**Passage for review:**

◇ ◇ ◇ ◇

In addition to these four alternatives, small food manufacturers (those with between $2.5 million and $10 million in annual receipts) could comply with the BE Disclosure Requirements by either: (1) disclosing a phone number with the statement, “Call for more food information”; or (2) disclosing a URL with the statement, “Visit [URL or website] for more food information.”  In both instances, the disclosure given when the consumer calls the provided number or visits the provided website must be consistent with other requirements under the rule. 

    B. Placement of BE Disclosure on Food Label

Regardless of the form of BE disclosure that is used for a food,  the proposed rule requires the disclosure to be of sufficient size and clarity to appear prominently and conspicuously on the food label, making it likely to be read and understood by the buyer under ordinary shopping conditions.[16]  For most food items, the disclosure must appear on the principal display panel (PDP) or information panel of the product label.  For labels with insufficient space to place the disclosure on the PDP or information panel, the disclosure can be placed on an alternate panel likely to be seen by a buyer under ordinary shopping conditions.

◇ ◇ ◇ ◇

**Exercise set:**
1. Quote the BE disclosure passage between "Regardless of the" and "a buyer under ordinary shopping conditions.", inclusive.
2. Extend the BE disclosure passage with new text that picks up after its final sentence.

(Stored items)
◇ ◇ ◇ ◇

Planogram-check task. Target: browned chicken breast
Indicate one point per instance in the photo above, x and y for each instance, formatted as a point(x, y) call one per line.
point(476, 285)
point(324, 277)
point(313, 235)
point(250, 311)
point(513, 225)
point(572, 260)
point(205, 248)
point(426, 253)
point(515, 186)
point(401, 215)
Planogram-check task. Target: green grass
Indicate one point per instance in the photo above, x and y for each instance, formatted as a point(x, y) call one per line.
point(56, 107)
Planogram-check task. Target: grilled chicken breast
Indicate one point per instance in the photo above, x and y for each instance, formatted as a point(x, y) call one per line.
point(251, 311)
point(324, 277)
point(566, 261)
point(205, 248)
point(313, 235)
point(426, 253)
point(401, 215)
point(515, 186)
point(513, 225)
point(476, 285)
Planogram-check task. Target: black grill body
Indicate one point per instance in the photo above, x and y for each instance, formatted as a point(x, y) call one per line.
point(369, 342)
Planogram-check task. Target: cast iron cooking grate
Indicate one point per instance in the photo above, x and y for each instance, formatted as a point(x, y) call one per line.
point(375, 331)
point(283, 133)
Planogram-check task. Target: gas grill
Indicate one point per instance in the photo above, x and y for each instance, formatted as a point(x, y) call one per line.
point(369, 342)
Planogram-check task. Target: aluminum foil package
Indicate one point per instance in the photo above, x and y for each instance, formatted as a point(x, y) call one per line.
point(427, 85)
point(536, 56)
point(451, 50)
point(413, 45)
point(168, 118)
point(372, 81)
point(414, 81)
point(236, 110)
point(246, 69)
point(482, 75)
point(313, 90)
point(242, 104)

◇ ◇ ◇ ◇

**Activity answers:**
1.
Regardless of the form of BE disclosure that is used for a food,  the proposed rule requires the disclosure to be of sufficient size and clarity to appear prominently and conspicuously on the food label, making it likely to be read and understood by the buyer under ordinary shopping conditions.[16]  For most food items, the disclosure must appear on the principal display panel (PDP) or information panel of the product label.  For labels with insufficient space to place the disclosure on the PDP or information panel, the disclosure can be placed on an alternate panel likely to be seen by a buyer under ordinary shopping conditions.

2.
Foods sold in bulk containers are not exempt from BE Disclosure Requirements.  For those products, the disclosure must appear on signage or other material (e.g., a placard, sign or label) in a manner that allows consumers to easily identify and understand the BE status of the food.[17]

V.   Recordkeeping

The proposed rule also requires manufacturers, importers, and retailers subject to the BE Disclosure Requirements to maintain records to establish compliance.  The records must contain sufficient detail as to be readily understood and audited, and must be maintained for at least two years beyond the date the food subject to the rule was sold or distributed for retail sale. 

If an entity sells food on either list maintained by AMS and determines that the food does not need to include the BE disclosure, it would need to maintain records to support that conclusion.  For example, if a manufacturer produces soy sauce but determines that the product is not made from BE ingredients such that a disclosure is not required, the manufacturer would need to have adequate records to support that conclusion. 

VI.  Enforcement

AMS only has the authority to enforce the BE Disclosure Requirements through records audits and examinations, and public disclosure of those records and examinations.  The AMA Amendments expressly provide that AMS does not have the authority to recall foods based on the lack of a disclosure.  The AMA Amendments also provide that it is a prohibited act under the AMA to knowingly fail to make a disclosure prescribed by the BE Disclosure Requirements.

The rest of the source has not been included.